• Text-to-region grounding data:
____

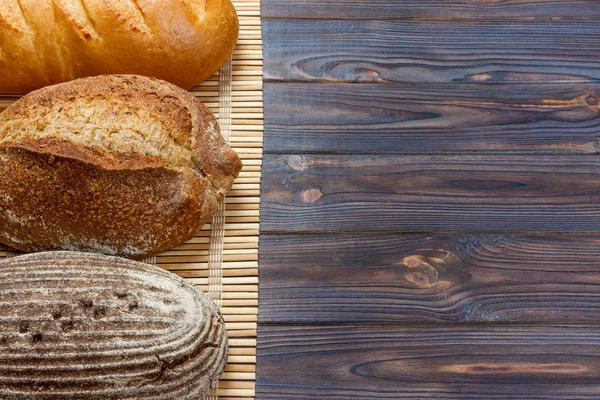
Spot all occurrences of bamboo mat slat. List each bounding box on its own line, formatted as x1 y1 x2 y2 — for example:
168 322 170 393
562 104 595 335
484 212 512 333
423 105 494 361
0 1 262 399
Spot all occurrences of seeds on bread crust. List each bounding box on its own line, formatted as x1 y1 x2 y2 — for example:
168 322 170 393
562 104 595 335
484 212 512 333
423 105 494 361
0 251 228 399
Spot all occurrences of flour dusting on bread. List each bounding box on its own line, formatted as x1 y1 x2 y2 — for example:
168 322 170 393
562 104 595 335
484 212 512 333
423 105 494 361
0 75 242 258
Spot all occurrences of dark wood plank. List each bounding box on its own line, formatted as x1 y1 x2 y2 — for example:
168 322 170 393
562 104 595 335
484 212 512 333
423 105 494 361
264 20 600 83
262 0 600 19
262 154 600 233
260 234 600 322
257 324 600 399
264 82 600 154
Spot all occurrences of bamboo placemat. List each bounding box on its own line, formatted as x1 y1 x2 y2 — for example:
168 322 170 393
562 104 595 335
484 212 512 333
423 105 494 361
0 1 262 399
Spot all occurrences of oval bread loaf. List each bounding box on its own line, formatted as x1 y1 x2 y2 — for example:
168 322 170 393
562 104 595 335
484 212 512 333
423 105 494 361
0 0 238 94
0 74 242 259
0 251 228 399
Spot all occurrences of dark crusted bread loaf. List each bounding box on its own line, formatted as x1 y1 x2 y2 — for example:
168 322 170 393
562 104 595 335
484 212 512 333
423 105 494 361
0 251 228 399
0 74 242 259
0 0 239 94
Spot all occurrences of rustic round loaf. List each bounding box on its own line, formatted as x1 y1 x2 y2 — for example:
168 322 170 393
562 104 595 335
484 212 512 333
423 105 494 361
0 74 242 259
0 251 228 399
0 0 239 94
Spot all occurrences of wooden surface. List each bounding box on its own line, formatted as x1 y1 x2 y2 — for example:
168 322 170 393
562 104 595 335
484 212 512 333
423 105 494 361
260 234 600 322
262 154 600 233
262 0 600 19
258 1 600 399
258 325 600 399
263 20 600 83
264 83 600 154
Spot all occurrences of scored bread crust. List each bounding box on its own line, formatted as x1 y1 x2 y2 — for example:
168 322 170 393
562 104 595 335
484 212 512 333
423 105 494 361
0 0 239 94
0 251 228 399
0 74 242 259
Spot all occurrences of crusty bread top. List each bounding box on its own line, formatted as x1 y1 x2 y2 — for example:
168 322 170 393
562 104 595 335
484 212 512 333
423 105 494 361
0 74 242 195
0 74 242 258
0 76 194 170
0 0 239 93
0 251 228 399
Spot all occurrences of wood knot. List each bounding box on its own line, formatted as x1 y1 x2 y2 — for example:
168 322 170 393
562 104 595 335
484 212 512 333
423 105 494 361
287 155 307 171
586 95 598 106
405 271 435 288
396 249 465 289
351 68 385 83
301 187 323 203
466 73 492 81
399 255 440 288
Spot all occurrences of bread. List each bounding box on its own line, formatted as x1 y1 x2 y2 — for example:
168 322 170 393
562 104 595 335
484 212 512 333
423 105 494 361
0 251 228 399
0 0 238 94
0 74 242 259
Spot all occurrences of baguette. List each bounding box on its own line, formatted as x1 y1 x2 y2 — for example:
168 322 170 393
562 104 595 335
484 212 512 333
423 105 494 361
0 251 228 399
0 74 242 259
0 0 239 94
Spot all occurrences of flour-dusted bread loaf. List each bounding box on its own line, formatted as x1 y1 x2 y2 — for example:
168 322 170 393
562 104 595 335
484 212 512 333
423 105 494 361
0 74 242 259
0 0 238 94
0 251 228 399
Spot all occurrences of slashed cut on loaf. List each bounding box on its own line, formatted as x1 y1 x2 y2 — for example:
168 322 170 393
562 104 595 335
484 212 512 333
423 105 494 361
0 0 239 94
0 74 242 259
0 251 228 399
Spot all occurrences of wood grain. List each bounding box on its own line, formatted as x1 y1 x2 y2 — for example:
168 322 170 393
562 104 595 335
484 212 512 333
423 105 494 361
262 154 600 233
264 82 600 154
260 234 600 322
263 20 600 83
257 324 600 399
262 0 600 19
257 2 600 399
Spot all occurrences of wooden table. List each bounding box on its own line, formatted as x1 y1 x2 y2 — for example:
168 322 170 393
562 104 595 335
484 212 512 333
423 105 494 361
256 1 600 398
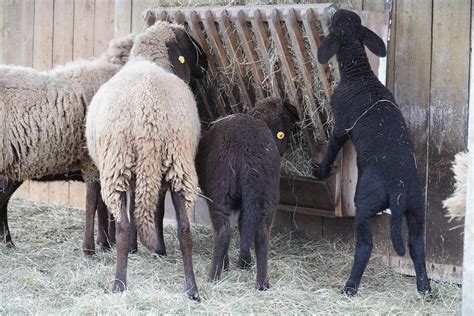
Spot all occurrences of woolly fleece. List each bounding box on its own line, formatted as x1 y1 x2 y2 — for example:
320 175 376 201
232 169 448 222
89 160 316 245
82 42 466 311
86 22 200 251
443 150 468 218
0 34 135 181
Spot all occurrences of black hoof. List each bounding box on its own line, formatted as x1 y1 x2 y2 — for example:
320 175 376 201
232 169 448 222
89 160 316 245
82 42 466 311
238 257 252 270
6 240 15 248
185 287 200 301
112 280 127 293
155 248 167 257
83 248 96 256
343 280 358 296
256 281 270 291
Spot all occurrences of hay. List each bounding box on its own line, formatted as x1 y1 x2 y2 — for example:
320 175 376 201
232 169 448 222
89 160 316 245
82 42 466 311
0 199 461 314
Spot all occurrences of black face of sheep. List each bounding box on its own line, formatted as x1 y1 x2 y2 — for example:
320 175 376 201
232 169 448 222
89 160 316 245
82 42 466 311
318 9 386 65
171 28 208 80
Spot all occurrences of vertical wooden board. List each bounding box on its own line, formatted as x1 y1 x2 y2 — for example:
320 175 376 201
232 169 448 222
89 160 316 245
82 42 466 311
115 0 132 37
94 0 115 57
131 0 156 34
0 0 6 64
425 0 470 266
3 0 34 66
362 0 386 11
48 182 71 205
53 0 75 65
29 181 50 203
69 182 87 209
73 0 96 59
33 0 54 70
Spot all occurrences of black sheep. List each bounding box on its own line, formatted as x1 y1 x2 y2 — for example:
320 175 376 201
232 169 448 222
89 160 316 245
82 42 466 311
196 97 295 290
313 10 431 296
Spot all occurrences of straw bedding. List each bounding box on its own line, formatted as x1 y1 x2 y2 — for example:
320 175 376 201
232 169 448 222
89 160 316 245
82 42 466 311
0 199 461 314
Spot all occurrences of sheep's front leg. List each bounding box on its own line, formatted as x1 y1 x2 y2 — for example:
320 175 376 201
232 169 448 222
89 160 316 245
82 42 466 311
255 222 271 290
112 192 131 293
0 179 21 247
83 180 99 256
154 192 167 256
207 208 231 283
171 191 199 301
313 127 348 178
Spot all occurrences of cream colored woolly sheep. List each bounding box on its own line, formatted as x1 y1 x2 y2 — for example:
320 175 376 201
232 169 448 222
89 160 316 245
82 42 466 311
86 22 201 298
0 34 135 254
443 150 469 219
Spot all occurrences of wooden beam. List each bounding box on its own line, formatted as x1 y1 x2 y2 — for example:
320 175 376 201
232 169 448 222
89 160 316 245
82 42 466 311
463 2 474 313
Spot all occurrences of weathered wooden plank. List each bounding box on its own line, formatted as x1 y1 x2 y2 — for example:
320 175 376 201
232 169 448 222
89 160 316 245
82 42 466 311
131 0 156 34
220 10 255 110
0 1 5 64
464 3 474 306
115 0 132 37
94 0 115 57
362 0 386 11
425 0 470 267
3 0 34 66
53 0 74 66
73 0 95 59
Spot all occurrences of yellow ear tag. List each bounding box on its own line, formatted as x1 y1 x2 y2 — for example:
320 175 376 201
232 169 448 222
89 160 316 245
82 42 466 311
277 131 285 140
178 56 185 64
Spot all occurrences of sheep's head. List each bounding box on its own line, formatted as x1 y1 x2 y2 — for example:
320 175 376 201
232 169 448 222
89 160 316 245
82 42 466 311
248 97 299 156
102 34 135 65
318 9 386 64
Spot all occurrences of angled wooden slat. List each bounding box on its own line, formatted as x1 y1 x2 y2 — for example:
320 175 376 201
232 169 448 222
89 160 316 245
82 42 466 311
73 0 96 60
202 10 240 113
220 10 254 110
184 10 228 116
285 8 327 151
114 0 132 37
301 8 332 100
249 9 282 98
233 9 266 101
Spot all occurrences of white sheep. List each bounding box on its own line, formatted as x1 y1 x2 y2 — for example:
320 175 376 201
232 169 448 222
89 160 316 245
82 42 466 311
443 150 469 219
0 35 135 254
86 21 205 298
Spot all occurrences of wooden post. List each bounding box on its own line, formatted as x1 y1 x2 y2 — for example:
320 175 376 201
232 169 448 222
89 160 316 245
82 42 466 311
463 3 474 312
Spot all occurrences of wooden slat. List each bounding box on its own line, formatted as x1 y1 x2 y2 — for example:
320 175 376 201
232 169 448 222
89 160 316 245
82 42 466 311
285 8 326 157
234 10 266 101
301 8 332 100
0 1 5 64
114 0 132 37
3 0 34 66
94 0 115 57
202 10 240 113
53 0 74 66
220 10 255 110
183 11 228 116
73 0 96 59
131 0 156 34
425 0 470 267
250 9 283 98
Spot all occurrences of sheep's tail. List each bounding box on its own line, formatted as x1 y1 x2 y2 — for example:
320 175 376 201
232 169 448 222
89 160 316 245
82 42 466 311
389 192 406 256
133 156 161 253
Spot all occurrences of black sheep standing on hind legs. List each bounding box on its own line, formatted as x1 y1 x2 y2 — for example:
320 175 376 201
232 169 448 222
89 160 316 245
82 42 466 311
313 10 431 296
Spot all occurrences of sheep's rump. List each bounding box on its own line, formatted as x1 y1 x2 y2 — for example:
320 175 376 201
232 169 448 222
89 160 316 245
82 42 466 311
1 61 120 180
196 114 281 210
443 150 469 218
86 59 200 222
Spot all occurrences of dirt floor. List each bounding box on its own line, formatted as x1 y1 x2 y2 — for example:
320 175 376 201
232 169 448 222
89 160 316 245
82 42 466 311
0 199 461 314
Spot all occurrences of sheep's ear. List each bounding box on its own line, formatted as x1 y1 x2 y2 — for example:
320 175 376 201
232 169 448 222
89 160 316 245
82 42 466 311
145 11 157 27
361 26 386 57
167 41 191 83
317 33 341 64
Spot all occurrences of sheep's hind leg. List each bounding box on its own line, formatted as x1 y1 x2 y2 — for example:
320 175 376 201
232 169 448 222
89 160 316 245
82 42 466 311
171 191 199 301
108 213 116 245
207 207 231 283
255 211 274 290
96 194 112 250
154 192 167 256
344 212 376 296
0 179 21 248
83 181 99 256
112 192 131 293
128 193 138 254
406 208 431 294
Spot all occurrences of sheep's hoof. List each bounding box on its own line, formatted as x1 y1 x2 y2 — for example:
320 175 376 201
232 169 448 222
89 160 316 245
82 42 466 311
342 281 358 296
206 275 220 284
238 257 252 270
112 280 127 293
83 248 96 256
5 240 15 248
155 248 167 257
128 247 138 254
185 287 200 302
256 281 270 291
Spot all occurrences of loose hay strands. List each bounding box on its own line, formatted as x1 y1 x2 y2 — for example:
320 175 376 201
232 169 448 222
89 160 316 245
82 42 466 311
0 200 461 314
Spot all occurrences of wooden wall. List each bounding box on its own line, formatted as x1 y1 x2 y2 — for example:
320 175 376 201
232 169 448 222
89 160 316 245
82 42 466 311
1 0 470 281
0 0 115 208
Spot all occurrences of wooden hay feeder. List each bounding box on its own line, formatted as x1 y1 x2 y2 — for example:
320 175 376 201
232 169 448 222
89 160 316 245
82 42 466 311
146 4 389 218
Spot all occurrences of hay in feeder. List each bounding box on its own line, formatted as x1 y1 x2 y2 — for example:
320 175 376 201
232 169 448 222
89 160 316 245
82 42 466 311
0 199 461 314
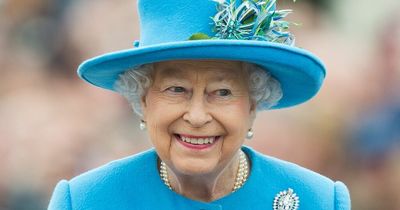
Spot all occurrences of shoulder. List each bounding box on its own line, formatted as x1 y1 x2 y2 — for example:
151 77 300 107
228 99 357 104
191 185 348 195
48 149 159 209
243 146 351 210
69 148 157 187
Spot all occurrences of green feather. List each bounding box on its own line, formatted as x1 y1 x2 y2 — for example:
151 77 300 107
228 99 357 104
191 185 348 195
188 33 211 40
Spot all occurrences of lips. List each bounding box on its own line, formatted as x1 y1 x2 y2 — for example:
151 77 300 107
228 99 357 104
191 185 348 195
175 134 220 150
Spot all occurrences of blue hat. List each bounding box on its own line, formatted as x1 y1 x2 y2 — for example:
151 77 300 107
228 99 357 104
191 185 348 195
78 0 326 109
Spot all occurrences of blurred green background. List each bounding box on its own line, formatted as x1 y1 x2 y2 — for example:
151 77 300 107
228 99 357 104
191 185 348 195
1 0 399 209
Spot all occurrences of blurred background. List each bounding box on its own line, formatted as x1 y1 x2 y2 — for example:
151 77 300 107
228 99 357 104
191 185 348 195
0 0 399 209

____

For every line of the records that has the word "flour" in it, make a copy.

• Task response:
Spot all occurrences of flour dusting on bread. List each bounding box on its own line, formatted as x1 y1 x2 y2 — for example:
Spot all occurrences of flour-dusted bread loaf. List each bounding box on its own line, formatted as x1 y1 x2 y2 — for example:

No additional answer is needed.